RECORDS SHOWN
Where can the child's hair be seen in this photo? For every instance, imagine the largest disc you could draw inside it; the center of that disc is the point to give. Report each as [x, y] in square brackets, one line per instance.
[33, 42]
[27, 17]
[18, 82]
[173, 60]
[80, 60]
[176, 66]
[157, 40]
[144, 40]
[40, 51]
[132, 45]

WORK INSTRUCTIONS
Copy every line of the material above again, word for word and unchanged.

RESPONSE TO THE EXERCISE
Where can the child's hair be seen in this photo? For every instance, imagine the largest disc you could draw inside it; the center of that disc is the point to give. Report each as [x, y] in square brackets, one line per instance.
[33, 42]
[27, 17]
[18, 82]
[173, 60]
[80, 60]
[176, 66]
[157, 40]
[144, 40]
[40, 51]
[132, 45]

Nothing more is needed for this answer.